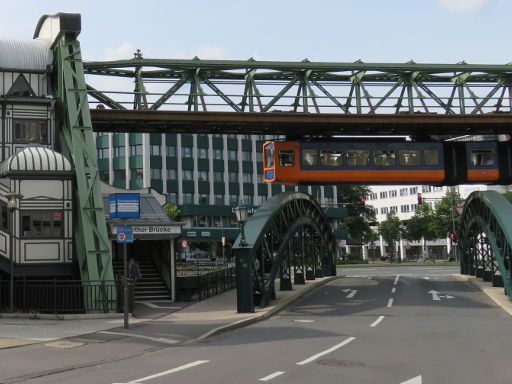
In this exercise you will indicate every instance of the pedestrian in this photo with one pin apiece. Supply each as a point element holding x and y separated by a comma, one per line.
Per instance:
<point>133,271</point>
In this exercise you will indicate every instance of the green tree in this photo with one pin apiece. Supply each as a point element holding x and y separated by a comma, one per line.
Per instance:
<point>359,215</point>
<point>172,211</point>
<point>390,230</point>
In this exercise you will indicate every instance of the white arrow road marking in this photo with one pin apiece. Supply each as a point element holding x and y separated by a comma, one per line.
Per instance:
<point>177,369</point>
<point>414,380</point>
<point>351,294</point>
<point>437,297</point>
<point>271,376</point>
<point>332,349</point>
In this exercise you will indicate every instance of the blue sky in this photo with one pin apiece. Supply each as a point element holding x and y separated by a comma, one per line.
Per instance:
<point>434,31</point>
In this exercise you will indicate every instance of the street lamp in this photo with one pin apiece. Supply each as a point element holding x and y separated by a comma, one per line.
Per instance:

Work task
All that's required is the material above repeated exactly, minus any picture.

Written solution
In this exercise you will indicate every instance of the pedestrian in this photo with one pin apiece. Supply each as a point element holding x and y separated by a comma, one per line.
Per instance:
<point>133,271</point>
In this exercise you will indicate every instance of the green tree in this photo with one pin apiece. Supply each as a point element holding x and y separated by a comma, one per line.
Per instance:
<point>359,215</point>
<point>172,211</point>
<point>390,230</point>
In this exercise you will indicate every instance of the white arrow road marking in this photo with one pin apiece. Supply each as a point element holding x and y separated by a comma, one per line.
Per instance:
<point>177,369</point>
<point>414,380</point>
<point>351,294</point>
<point>437,297</point>
<point>271,376</point>
<point>332,349</point>
In this exercise you will indicate every instance of the blue sky in this photo with one pin apiece. Supply each as a point element holding x and y separated by a comma, one per line.
Per instance:
<point>434,31</point>
In this exercise you will indicate every instance of the street lamp in this photo with one pin apiece. Supply each as a point element holding x and y separated by a comma, one per line.
Per instance:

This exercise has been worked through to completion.